# Exercise description:
Rewrite everything in the listing from the line containing "Practice step: locate the multi-story" down to the line containing "(1340, 607)", changing "set a dot" to "place a mark" wherever it occurs and leaving all else as it stands.

# Given records:
▬▬▬
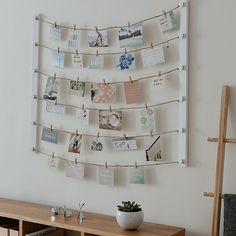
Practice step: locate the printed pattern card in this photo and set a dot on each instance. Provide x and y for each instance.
(72, 39)
(153, 148)
(49, 135)
(136, 175)
(110, 120)
(167, 22)
(82, 115)
(132, 92)
(106, 176)
(124, 144)
(77, 61)
(55, 33)
(97, 144)
(74, 170)
(96, 62)
(53, 108)
(75, 143)
(77, 88)
(58, 59)
(147, 120)
(97, 38)
(153, 56)
(51, 89)
(131, 36)
(103, 93)
(125, 61)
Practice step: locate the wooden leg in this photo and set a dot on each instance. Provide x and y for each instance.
(220, 161)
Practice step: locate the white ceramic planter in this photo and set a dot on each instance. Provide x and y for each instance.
(129, 220)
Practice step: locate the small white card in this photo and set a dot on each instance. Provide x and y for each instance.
(57, 109)
(77, 61)
(96, 62)
(152, 56)
(136, 175)
(153, 148)
(167, 22)
(147, 120)
(82, 115)
(106, 176)
(75, 170)
(58, 59)
(124, 144)
(97, 144)
(72, 39)
(55, 33)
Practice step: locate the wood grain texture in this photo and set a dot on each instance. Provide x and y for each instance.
(93, 224)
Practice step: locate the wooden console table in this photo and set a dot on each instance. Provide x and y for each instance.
(31, 217)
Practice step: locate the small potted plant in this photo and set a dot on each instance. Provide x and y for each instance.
(129, 215)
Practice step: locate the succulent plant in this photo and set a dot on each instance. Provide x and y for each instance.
(129, 206)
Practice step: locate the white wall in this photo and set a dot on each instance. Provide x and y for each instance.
(176, 197)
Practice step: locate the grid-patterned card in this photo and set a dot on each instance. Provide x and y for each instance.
(132, 92)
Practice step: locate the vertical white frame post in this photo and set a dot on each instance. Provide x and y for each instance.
(183, 73)
(35, 84)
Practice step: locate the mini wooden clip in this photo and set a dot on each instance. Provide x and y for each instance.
(130, 79)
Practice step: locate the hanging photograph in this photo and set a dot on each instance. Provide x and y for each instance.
(147, 120)
(58, 59)
(152, 56)
(103, 93)
(77, 88)
(77, 61)
(122, 144)
(167, 22)
(153, 148)
(51, 89)
(110, 120)
(55, 33)
(72, 39)
(125, 62)
(75, 143)
(97, 38)
(131, 36)
(132, 92)
(97, 144)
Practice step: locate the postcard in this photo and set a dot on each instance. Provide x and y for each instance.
(75, 143)
(97, 144)
(147, 120)
(103, 93)
(51, 89)
(72, 39)
(55, 33)
(74, 170)
(122, 144)
(106, 176)
(53, 108)
(132, 92)
(77, 61)
(96, 62)
(153, 148)
(77, 88)
(152, 56)
(110, 120)
(131, 36)
(82, 115)
(58, 59)
(97, 38)
(136, 175)
(49, 135)
(125, 62)
(167, 22)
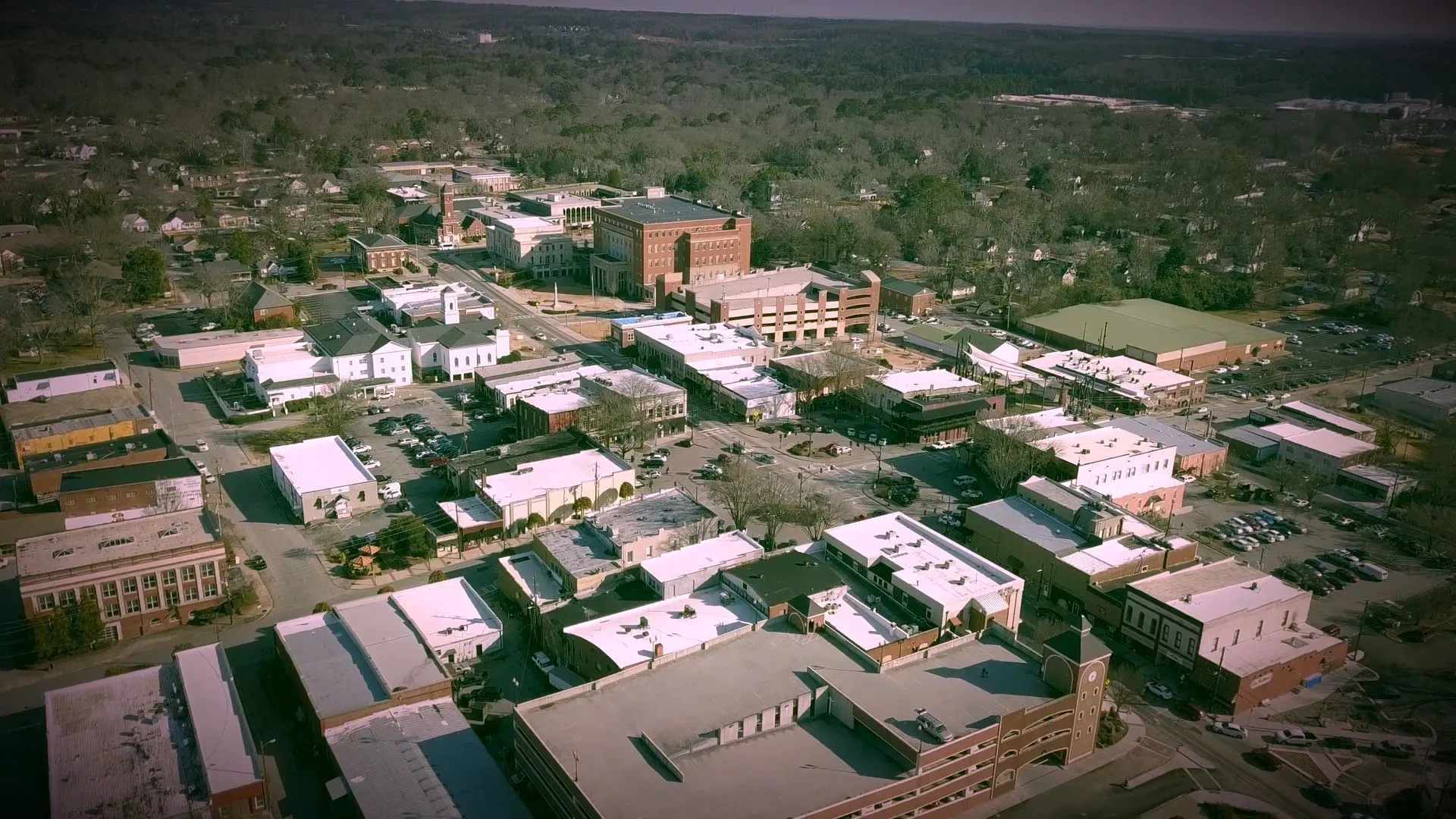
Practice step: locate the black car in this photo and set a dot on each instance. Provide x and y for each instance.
(1323, 796)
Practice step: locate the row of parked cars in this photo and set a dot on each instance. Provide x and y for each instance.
(1254, 529)
(1331, 572)
(419, 439)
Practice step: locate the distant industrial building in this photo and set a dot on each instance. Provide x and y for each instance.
(1430, 403)
(1153, 333)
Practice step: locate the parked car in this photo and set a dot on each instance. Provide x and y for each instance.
(1229, 729)
(1159, 689)
(1267, 760)
(1298, 738)
(932, 726)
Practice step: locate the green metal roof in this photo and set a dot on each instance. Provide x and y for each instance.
(1147, 324)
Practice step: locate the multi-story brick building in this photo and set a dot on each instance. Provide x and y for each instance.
(74, 420)
(46, 472)
(909, 297)
(1242, 632)
(1075, 550)
(204, 761)
(783, 305)
(145, 575)
(379, 251)
(639, 240)
(121, 493)
(910, 733)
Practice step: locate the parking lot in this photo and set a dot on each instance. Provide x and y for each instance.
(1340, 607)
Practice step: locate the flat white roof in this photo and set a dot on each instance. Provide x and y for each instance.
(1215, 591)
(726, 550)
(1114, 554)
(1119, 373)
(114, 748)
(1332, 419)
(563, 401)
(1276, 648)
(321, 464)
(535, 577)
(862, 626)
(548, 379)
(696, 338)
(421, 760)
(223, 741)
(925, 561)
(1283, 430)
(447, 613)
(921, 381)
(622, 639)
(223, 337)
(468, 513)
(1331, 444)
(539, 477)
(1092, 447)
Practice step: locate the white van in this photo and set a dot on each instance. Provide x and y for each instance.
(1370, 572)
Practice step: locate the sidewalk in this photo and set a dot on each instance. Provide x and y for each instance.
(1136, 730)
(1187, 805)
(1260, 725)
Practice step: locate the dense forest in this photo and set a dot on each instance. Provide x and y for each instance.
(800, 123)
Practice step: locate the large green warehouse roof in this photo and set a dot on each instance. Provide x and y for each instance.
(1147, 324)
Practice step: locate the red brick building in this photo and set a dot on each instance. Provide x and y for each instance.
(909, 297)
(145, 575)
(639, 240)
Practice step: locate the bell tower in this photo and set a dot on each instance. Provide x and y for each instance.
(1076, 664)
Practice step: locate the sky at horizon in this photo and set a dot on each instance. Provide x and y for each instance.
(1378, 18)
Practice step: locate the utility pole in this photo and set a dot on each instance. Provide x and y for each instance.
(1359, 634)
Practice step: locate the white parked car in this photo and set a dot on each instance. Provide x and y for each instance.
(1159, 689)
(1229, 729)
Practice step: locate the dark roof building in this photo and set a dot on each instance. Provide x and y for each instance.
(350, 335)
(168, 469)
(772, 583)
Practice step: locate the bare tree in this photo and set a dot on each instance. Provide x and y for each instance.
(777, 503)
(209, 283)
(82, 299)
(819, 512)
(1006, 453)
(739, 491)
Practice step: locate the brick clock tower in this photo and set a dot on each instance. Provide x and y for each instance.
(1076, 664)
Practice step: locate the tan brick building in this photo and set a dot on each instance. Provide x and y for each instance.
(145, 575)
(639, 240)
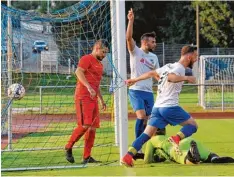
▬▬▬
# Answer to this exercise:
Practice step: locate the multi-story brick building in this photo and place a mark on each instance. Provide x and y for each instance.
(74, 420)
(46, 472)
(909, 297)
(1242, 632)
(1075, 550)
(204, 761)
(783, 305)
(145, 575)
(379, 251)
(639, 240)
(121, 493)
(910, 733)
Practice step: locate the parking lot in this photo and place a mark on each instance. Provide x and y for each instance.
(1340, 607)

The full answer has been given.